### Source text:
Badali’s take pleasure in operating My Son’s Rib Shack

He has leukemia. He has had open-heart surgery and a heart stem. He is 65-years-old.

Yet he keeps working 17 hours a day. He keeps life fun. He keeps going.

“I figured if you stop, you die. And I don’t want to die, but I enjoy what I do.”

Matt Badali has owned My Son’s Rib Shack for 10 years. He is the face of the food trailer, greeting customers and cooking in front of their small greenhouse business. His wife, Sharon Badali, helps with a myriad of tasks behind the scenes.

“It’s fun. It’s fun to make people laugh; fun to make people smile.” Matt Badali said. “I have a sense of humor, so I try to make people laugh. Sometimes, I tick somebody off, but I try not to. If you don’t have a sense of humor, don’t come here.”   

Matt Badali fell in love with cooking while learning from his grandmother during the summers he spent at Conneaut Lake, Pennsylvania. Then, at 16-years-old, he took a job at the now-closed Stable Pitt and Pub cooking steaks and other pieces of meat. He then became the night shift breakfast cook.

“I started my shift at midnight, and I would get all the drunks and feed them from midnight till 8 a.m. in the morning,” Matt Badali said. “I had a 12-foot grill, and I mastered that grill at 16,17-years-old.”

After attending school to become a chef, he bought a beer distributor called Colonial Beer in Bethel Park, Pennsylvania. He paid the previous owner the store’s gross sales of the previous year of $25,000, which was a common practice in the 1970s. Within 10 months, Matt Badali earned the store an income of  $1.6 million.

“In the state of Pennsylvania, you have to sell at cost [of the product] or higher. You can’t sell it below. There was some finagling somewhere, but nobody could match my prices,” he said. “I was selling it for what everyone else was paying for it… I didn’t make money on the books, but I made money because they came and bought this and bought that.”

Matt Badali then sold Colonial Beer and bought a nightclub titled Listello’s Lounge. After some time, he sold that business and bought a used car dealership in Texas. After selling the dealership and moving back to Pennsylvania, an embroidery shop became his next project. The shop became the embroidery for the University of Pittsburgh through “luck,” said Badali. He then changed professions again to truck driver.

“I take something, get it to work, then I sell it; take something, get it to work, sell it,” Matt Badali said. “That’s basically what I did my whole life. I needed another challenge.”   

My Son’s Rib Shack was supposed to be a retirement hobby after truck driving. With the success the rib shack has had, however, “this is more work then when I was working,” said Matt Badali.

“It’s a constant worry, constant fear, constantly making sure he’s doing everything he’s supposed to be doing [and] not overdoing what he’s not supposed to be overdoing,” Sharon Badali said. “Nagging, in other words.”

### Supplied material:
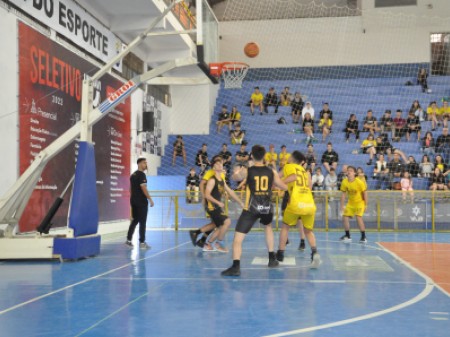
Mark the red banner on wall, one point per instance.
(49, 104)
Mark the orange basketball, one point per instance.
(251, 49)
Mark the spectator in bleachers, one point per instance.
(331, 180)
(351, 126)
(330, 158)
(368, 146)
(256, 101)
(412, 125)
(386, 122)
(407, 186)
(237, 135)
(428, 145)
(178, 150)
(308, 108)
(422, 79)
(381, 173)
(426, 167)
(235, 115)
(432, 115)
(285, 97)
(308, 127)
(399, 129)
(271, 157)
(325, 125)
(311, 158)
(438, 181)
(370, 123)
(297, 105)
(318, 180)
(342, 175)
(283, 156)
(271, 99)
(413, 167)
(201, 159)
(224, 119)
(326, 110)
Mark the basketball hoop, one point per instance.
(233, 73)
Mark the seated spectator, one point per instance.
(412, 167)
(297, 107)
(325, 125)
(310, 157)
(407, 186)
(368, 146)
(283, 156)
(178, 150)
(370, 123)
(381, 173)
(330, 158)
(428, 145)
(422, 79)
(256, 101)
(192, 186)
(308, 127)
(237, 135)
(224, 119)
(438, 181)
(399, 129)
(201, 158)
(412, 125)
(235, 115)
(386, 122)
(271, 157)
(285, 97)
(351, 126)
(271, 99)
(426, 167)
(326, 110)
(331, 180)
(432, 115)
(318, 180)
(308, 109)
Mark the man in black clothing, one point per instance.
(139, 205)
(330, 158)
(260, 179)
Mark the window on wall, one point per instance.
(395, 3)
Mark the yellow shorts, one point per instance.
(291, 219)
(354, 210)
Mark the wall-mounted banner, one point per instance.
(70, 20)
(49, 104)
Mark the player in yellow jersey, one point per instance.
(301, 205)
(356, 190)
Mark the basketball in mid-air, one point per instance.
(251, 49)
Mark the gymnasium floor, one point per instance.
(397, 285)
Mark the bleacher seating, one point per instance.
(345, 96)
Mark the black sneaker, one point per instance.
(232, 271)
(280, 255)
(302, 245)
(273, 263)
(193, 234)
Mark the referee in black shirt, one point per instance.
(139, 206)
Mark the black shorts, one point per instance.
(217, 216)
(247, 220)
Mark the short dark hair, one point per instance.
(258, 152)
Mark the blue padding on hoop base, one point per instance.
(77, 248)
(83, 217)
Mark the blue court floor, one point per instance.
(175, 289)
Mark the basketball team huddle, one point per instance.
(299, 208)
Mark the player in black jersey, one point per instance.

### What needs to be done:
Pick up the profile of Matt Badali and My Son's Rib Shack after its final sentence and write the next few paragraphs.

### Exercise answer:
This will be his last endeavor though, Matt Badali explained. In April of 2018, he started feeling chest pain. His doctor said to stay away from certain foods. Still, the chest pain continued. A visit a few months later involved a blood test. On the night of the visit, Matt Badali received a call from the doctor’s office.

“I’m at Costco at 8:15 that night, July 13. I get a phone call. The doctor says, ‘we don’t know how you’re walking, let alone being alive. You need to go straight to the emergency room.”

The hospital proceeded to give Matt Badali open-heart surgery. The shack had to close for multiple weeks, which did not mean the end of the business.

“We have good customers. They proved that to us when we had to shut down for a while,” Sharon Badali said. “They all came back.”

In October of the same year, Matt Badali had to visit his doctor again because his “blood count was high.” Probably from the open-heart surgery, the doctors thought. The results came back as leukemia.

“So here I am in October, taking chemotherapy pills every day for the rest of my life, like $15,000 a month to survive,” he said. “Insurance is paying most of it. So, that’s ok. I’m ok with that.”

In March of 2019, Matt Badali had trouble breathing. After a failed stress test followed by a catheterization, his doctors had to perform a heart stem. He continues to visit doctors to monitor his heart and to change prescriptions.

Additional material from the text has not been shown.